-- Start Data entries --

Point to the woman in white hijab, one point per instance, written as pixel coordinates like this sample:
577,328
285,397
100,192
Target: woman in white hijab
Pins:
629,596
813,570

-- End Data entries --
-- Start Data entries --

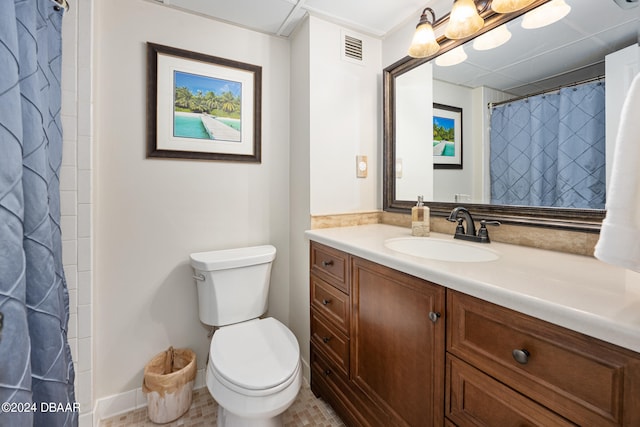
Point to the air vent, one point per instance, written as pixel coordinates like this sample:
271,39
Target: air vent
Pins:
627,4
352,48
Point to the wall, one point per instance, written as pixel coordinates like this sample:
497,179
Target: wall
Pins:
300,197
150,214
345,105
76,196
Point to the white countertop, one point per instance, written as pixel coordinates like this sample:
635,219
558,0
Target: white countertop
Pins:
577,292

-- End Data entries --
-- Start Data entries --

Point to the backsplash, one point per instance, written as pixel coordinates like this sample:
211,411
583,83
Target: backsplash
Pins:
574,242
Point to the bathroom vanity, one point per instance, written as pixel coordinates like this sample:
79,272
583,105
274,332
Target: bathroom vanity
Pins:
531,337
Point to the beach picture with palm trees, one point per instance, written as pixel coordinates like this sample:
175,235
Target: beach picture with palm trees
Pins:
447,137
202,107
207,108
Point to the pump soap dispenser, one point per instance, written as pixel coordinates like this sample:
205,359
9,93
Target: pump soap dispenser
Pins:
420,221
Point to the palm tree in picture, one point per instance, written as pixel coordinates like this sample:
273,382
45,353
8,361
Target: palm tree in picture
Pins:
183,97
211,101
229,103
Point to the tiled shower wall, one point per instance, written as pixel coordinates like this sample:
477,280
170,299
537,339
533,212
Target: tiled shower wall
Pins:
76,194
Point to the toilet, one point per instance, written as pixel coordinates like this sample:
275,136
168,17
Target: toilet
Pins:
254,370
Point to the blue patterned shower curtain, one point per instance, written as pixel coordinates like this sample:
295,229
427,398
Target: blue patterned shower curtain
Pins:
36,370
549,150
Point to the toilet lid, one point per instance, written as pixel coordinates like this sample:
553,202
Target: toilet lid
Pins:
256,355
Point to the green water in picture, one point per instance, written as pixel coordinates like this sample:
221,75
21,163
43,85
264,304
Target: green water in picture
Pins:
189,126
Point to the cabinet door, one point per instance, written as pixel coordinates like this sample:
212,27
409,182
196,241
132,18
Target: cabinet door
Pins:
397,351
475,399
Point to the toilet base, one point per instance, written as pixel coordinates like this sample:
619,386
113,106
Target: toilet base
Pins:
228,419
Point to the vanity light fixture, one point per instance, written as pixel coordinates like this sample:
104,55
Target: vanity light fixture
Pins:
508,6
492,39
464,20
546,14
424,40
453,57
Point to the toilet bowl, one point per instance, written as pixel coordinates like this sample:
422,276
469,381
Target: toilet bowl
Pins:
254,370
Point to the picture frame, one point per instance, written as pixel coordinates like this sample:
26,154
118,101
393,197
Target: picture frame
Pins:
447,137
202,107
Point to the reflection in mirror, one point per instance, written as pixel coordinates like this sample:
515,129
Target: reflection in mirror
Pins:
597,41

-- End Data entries --

What the task requires:
Identify every line in the items above that contains the string "dispenser", matching case exactly, and copy each such line in full.

Solution to the exercise:
Point to the pump soap dispenser, one point per instance, written as pixel coordinates like this sample:
Target: pump soap dispenser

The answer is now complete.